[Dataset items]
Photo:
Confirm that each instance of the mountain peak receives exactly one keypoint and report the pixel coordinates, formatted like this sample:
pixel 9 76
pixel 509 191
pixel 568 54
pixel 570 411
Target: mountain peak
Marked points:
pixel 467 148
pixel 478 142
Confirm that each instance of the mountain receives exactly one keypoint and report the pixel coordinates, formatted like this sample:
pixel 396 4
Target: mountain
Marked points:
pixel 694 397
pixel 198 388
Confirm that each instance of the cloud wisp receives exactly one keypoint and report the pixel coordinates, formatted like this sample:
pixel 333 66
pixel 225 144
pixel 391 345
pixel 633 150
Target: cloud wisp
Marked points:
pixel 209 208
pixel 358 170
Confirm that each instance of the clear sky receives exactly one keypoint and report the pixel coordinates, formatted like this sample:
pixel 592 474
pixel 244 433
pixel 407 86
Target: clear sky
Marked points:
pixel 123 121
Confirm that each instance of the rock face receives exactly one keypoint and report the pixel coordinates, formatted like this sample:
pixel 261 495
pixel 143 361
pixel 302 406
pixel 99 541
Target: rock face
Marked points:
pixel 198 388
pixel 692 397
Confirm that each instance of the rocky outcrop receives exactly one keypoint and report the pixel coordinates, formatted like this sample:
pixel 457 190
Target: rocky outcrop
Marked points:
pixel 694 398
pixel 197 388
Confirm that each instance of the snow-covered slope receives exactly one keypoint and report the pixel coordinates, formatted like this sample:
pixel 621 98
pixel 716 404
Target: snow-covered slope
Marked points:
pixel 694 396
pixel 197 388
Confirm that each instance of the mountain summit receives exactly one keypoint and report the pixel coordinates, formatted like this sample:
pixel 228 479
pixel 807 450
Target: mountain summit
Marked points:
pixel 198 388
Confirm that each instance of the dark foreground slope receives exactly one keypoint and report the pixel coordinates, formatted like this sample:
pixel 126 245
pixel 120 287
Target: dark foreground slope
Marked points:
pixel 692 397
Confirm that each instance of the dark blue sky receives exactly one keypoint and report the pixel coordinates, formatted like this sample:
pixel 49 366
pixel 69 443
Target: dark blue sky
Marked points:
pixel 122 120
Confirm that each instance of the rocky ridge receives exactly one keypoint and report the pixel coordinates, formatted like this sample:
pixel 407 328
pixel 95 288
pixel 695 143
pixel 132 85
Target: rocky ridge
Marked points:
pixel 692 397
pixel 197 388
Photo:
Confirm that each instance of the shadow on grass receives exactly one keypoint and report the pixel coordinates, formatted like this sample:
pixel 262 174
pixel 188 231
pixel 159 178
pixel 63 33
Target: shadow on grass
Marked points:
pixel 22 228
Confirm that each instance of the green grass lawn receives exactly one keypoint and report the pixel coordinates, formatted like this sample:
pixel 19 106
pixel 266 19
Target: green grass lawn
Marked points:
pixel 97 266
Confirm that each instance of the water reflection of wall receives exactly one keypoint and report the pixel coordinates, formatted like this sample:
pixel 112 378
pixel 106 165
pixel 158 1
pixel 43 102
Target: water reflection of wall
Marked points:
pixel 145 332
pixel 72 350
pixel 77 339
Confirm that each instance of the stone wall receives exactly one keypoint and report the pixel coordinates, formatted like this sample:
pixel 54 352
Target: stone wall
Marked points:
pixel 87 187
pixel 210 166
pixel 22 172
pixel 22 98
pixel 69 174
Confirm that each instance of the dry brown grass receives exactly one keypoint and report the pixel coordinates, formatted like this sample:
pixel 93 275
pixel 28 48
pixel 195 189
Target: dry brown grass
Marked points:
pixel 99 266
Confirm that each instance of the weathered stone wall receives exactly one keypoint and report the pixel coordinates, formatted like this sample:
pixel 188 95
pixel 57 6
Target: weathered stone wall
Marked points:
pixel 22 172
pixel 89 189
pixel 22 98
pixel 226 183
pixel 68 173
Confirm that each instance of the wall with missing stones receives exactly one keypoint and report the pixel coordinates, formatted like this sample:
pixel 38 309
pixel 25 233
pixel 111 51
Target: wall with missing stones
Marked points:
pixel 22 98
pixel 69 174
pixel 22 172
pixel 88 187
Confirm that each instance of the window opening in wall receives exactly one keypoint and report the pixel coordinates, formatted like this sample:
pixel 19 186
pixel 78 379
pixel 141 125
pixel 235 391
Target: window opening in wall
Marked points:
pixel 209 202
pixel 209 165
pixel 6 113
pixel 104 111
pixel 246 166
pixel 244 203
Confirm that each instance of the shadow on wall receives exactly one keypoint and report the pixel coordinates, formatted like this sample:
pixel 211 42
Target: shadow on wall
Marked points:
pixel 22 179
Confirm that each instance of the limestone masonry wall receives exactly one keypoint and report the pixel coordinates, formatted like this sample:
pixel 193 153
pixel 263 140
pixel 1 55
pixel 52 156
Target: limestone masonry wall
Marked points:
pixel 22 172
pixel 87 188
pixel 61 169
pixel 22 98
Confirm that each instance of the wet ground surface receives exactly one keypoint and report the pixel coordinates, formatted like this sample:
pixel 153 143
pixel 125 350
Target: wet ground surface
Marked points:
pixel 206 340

* _Work to be completed_
The lines above that hold the string "limestone" are to be located and copied.

* _Problem solution_
Confirm that each instance of the limestone masonry wall receives exactly one keypoint and report the pixel coordinates, formatted like this sample:
Target: limestone masonry wall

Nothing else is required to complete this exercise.